Tasks to carry out
(a) In the passage on imputation models, list every cited work that has Schafer as an author or coauthor, with its authors and year.
(b) Please return the section of the passage on imputation models starting at "Three-Step Reduction Strategy for Preparing" and ending at "such as imputation.".

Page extract

◇ ◇ ◇ ◇ ◇

The intended purpose of the imputation model is to capture the association among variables as related to the missing values. Treatments of MI dealing directly with the development of the imputation model from an applied perspective are rare (see Barnard & Meng, 1999; Sinharay, Stern, & Russell, 2001). Instead, most tend to focus on specific issues (for example, variable format) rather than a general strategy (see Carpenter & Kenward, 2006, for an annotated bibliography). In this article, we combine these treatments into a framework for development of an imputation model. We first discuss considerations for creating the model.

Considerations for the Imputation Model

Several considerations guide the development of imputation models, including the covariation of the imputation and analysis models, the distributions of the variables, and the amount of information not used in the data analysis but available for imputation.

Model for Data Analysis. The covariance structure of the model for data analysis must be accounted for in the imputation model; otherwise, parameters estimated from the imputed data may be biased (Rubin, 1996). This means that all variables to be analyzed and any interactions must appear in the imputation model (Barnard & Meng, 1999).

Joint Multivariate Normality. In MI, the variables are assumed to have a joint multivariate normal distribution (Allison, 2002). However, imputing categorical data by using a normal model usually performs well (Graham & Schafer, 1999). Clustered and panel data structures, which violate the assumptions of joint multivariate normality, must also be addressed (Allison, 2002).

Relationship between Model Size and Bias. On balance, the more information included in an imputation model, the better. In other words, any variables that are assumed to have modest association with the missing values should be included in the imputation model because they are likely to improve estimates and reduce bias (Collins, Schafer, & Kam, 2001 ; Rubin, 1996). In this sense, developing the imputation model is more like forecasting than model fitting: Instead of parsimony for achieving best fit, the set of variables for imputing is allowed to be large to predict values as close as possible to the real, unobserved values (Schafer & Graham, 2002). This assumption implies that as many variables as possible should be included in the model. However, exceptions must be made for the robustness of the data set, including the potential for collinearity (Barnard & Meng, 1999). The robustness of the data, rather than strictly the percentage of missing data points (which factors into the overall robustness by constraining the amount of variability), helps determine whether imputation is appropriate for a given set of variables (Schafer, 1997).

Three-Step Reduction Strategy for Preparing an Imputation Model

On the basis of these considerations, we describe a three-step reduction strategy for developing an imputation model from a data set containing many variables, some of which may be used in the data analytic model whereas others may not. The framework assumes that a data analysis model has been established, that this model is included in the imputation model, and that the Little (1988) MCAR test (available in SPSS) confirms deletion would produce biased estimates--thus requiring a more rigorous strategy, such as imputation.

◇ ◇ ◇ ◇ ◇

Dataset records
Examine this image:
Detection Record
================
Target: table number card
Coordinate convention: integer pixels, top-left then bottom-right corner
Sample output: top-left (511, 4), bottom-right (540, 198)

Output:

◇ ◇ ◇ ◇ ◇

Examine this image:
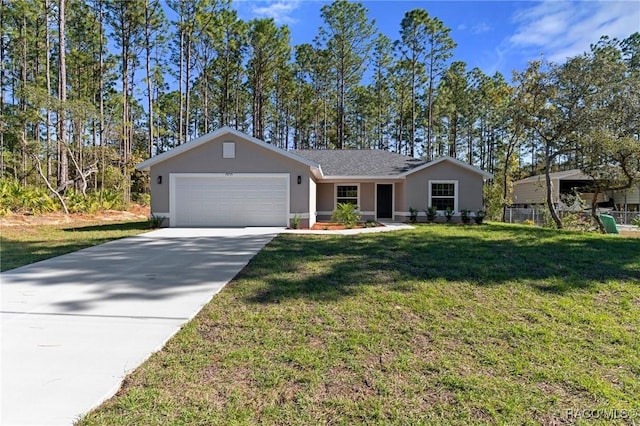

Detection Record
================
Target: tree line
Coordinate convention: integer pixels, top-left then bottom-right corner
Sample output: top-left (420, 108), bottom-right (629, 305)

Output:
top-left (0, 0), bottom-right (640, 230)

◇ ◇ ◇ ◇ ◇

Answers to the exercises
(a)
Graham & Schafer, 1999
Collins, Schafer, & Kam, 2001
Schafer & Graham, 2002
Schafer, 1997

(b)
Three-Step Reduction Strategy for Preparing an Imputation Model

On the basis of these considerations, we describe a three-step reduction strategy for developing an imputation model from a data set containing many variables, some of which may be used in the data analytic model whereas others may not. The framework assumes that a data analysis model has been established, that this model is included in the imputation model, and that the Little (1988) MCAR test (available in SPSS) confirms deletion would produce biased estimates--thus requiring a more rigorous strategy, such as imputation.